Thomas Guénolé : Oui, Nicolas Sarkozy est aujourd’hui le meilleur candidat de la droite pour 2017. Les enquêtes d'opinion dans l'électorat UMP sont sans appel : si la primaire de la droite avait lieu demain, il la remporterait sans difficulté. À cela trois raisons principales.

D’abord, Nicolas Sarkozy est le seul homme politique de la Ve République à avoir su incarner pleinement les 4 droites : libérale, gaulliste, sécuritaire, et morale. Aucun rival n'a une telle surface d'incarnation : François Fillon, c'est la droite gaulliste ; Jean-François Copé, c'est la droite libérale déguisée en droite sécuritaire.

Ensuite, il a été battu en 2012, mais c'est une défaite avec les honneurs, car bien moins large qu'annoncé. Le "peuple de droite" a donc faim de revanche. C'est un peu comme Rocky I : les fans veulent un Rocky II, la revanche, où cette fois il gagne.

LES DONNÉES »
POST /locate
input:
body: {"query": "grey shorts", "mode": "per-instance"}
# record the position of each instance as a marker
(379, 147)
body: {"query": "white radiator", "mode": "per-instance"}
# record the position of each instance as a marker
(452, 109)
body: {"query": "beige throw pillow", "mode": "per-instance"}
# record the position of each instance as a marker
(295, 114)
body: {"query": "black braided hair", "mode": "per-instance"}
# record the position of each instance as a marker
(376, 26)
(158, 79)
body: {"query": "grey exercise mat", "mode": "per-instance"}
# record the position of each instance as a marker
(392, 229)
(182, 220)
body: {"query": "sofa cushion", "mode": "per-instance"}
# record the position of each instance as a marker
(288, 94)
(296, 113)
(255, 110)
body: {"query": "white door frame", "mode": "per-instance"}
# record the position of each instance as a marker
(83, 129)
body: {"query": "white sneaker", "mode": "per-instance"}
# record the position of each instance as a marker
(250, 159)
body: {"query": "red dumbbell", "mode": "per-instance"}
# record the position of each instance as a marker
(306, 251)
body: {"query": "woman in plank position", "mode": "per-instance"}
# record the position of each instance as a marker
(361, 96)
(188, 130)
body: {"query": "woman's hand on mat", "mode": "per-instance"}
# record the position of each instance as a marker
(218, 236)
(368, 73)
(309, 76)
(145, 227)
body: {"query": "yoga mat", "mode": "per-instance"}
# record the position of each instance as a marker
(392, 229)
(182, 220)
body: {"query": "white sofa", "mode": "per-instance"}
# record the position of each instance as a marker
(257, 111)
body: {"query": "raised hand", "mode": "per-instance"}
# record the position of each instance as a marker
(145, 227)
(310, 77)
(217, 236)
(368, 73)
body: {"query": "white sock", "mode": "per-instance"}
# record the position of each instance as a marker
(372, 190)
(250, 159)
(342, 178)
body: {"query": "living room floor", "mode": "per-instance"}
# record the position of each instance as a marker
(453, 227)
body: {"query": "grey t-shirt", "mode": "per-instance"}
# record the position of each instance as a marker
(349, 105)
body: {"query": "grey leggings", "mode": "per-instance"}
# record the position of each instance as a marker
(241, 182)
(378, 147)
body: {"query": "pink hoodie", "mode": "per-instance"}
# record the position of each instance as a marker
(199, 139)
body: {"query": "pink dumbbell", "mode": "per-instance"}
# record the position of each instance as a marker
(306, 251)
--
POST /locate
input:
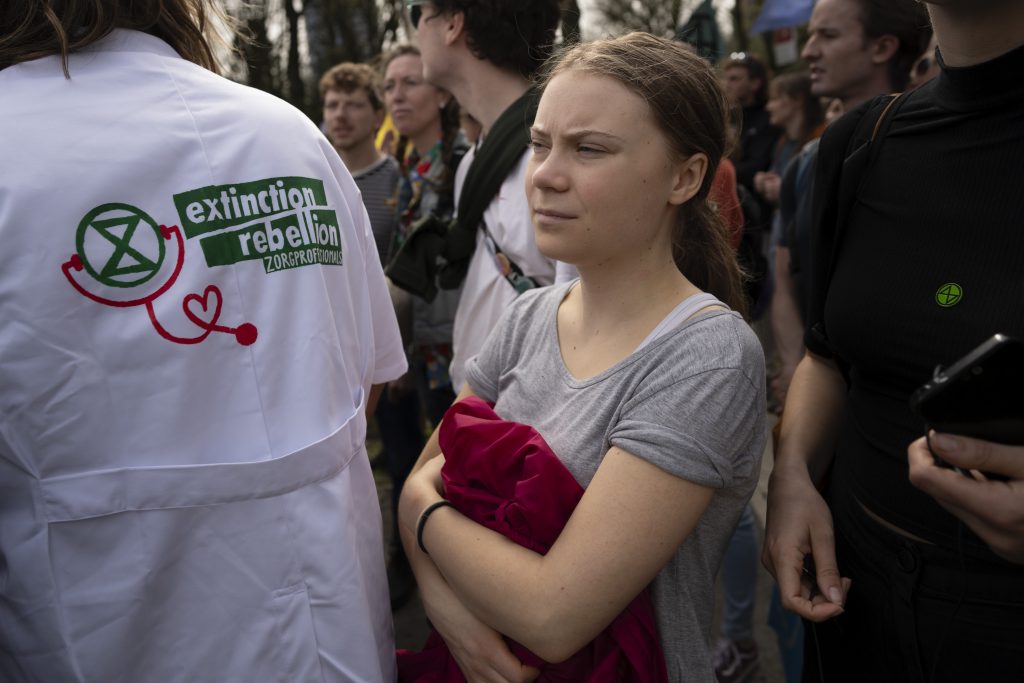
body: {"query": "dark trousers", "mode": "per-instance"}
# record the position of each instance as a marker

DÉFI 1 » Imprimez sans modification le passage du texte sur Nicolas Sarkozy qui commence par "Thomas Guénolé : Oui, Nicolas" et se poursuit jusqu'à "trois raisons principales.".
DÉFI 2 » Relevez toutes les lignes du listing qui contiennent la chaîne "woman", en tenant compte de la casse.

BONNE RÉPONSE 1 »
Thomas Guénolé : Oui, Nicolas Sarkozy est aujourd’hui le meilleur candidat de la droite pour 2017. Les enquêtes d'opinion dans l'électorat UMP sont sans appel : si la primaire de la droite avait lieu demain, il la remporterait sans difficulté. À cela trois raisons principales.

BONNE RÉPONSE 2 »
body: {"query": "woman in plank position", "mode": "per-instance"}
body: {"query": "woman's hand on mat", "mode": "per-instance"}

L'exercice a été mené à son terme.